### SELECTED PASSAGE
'''
Three big projects. That’s all it took, in Apte’s case. In a 13-year-long career that saw her struggle through and excel in big and small projects in Tamil, Telugu, Malayalam, Bengali, Marathi, and of course, Hindi, she’s finally having a highly visible (in the mainstream), stellar year; but somehow, we can’t seem to stomach it. Amazing, isn’t it?
I can’t imagine how much more qualified a woman needs to be, or how many more dues she needs to pay, before her success stops requiring a crutch or a justification. If after almost 50 feature films, shorts and TV series, we can still find it within ourselves to wonder why Apte is suddenly ‘everywhere’, what does that say about us?
You know what three mega projects in one year looks like in the world of Alia Bhatt and Kareena Kapoor Khan? An average, thoroughly unsurprising year. Both Kapoor-Khan and Bhatt have averaged between three to five big projects every year since their respective debuts. But their success can be easily explained away — their filmi roots guaranteed them perfect launch vehicles and a steady stream of work to hone their talent in — and so it doesn’t rankle us the way Apte’s success does. We can’t cry nepotism, or moan about rich, powerful, influential connections in her case. And so we smirk and wonder. Not aggressively or abrasively, but with just enough humour to make the unspoken question a part of the conversation.
If that isn’t sexism, I don’t know what is.
'''
### TO DO
- a) Reproduce the passage about Apte's career, starting with "I can’t imagine" and going on through "say about us?".
- b) In the entries, rewrite the lines starting with the line with "Exercise. Mark the white garage" and going on through the line with "pixel 107 43", putting "occurrence" in place of "instance" and keeping everything else the same. Return only those lines.

### EXTRACTED DATA
'''
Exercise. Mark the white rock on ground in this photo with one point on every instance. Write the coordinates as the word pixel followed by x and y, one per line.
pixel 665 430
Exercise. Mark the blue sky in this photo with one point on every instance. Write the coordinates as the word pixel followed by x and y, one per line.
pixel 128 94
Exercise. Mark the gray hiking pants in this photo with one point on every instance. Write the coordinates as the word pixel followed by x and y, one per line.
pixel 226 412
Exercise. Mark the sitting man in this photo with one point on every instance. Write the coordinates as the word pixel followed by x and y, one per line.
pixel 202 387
'''
'''
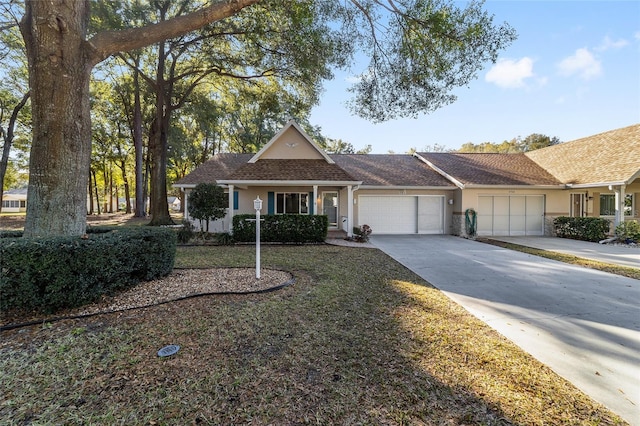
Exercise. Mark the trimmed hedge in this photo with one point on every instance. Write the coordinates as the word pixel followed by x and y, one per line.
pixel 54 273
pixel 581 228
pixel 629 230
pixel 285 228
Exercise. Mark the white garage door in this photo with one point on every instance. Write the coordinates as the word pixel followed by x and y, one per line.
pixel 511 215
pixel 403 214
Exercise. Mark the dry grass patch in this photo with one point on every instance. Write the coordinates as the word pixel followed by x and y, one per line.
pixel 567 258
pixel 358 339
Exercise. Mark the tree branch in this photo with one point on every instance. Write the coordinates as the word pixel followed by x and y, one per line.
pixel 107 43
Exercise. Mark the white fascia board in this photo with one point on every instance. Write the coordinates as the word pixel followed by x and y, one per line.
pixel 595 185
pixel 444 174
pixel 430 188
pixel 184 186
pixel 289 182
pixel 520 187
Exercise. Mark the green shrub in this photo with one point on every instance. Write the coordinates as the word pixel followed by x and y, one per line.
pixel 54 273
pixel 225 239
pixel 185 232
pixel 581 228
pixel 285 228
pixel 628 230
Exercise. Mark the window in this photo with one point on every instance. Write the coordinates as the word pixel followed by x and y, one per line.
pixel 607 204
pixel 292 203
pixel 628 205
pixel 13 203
'''
### EXERCISE RESPONSES
- a)
I can’t imagine how much more qualified a woman needs to be, or how many more dues she needs to pay, before her success stops requiring a crutch or a justification. If after almost 50 feature films, shorts and TV series, we can still find it within ourselves to wonder why Apte is suddenly ‘everywhere’, what does that say about us?

- b)
Exercise. Mark the white garage door in this photo with one point on every occurrence. Write the coordinates as the word pixel followed by x and y, one per line.
pixel 511 215
pixel 403 214
Exercise. Mark the dry grass patch in this photo with one point on every occurrence. Write the coordinates as the word pixel followed by x and y, one per line.
pixel 567 258
pixel 358 339
Exercise. Mark the tree branch in this photo with one point on every occurrence. Write the coordinates as the word pixel followed by x and y, one per line.
pixel 107 43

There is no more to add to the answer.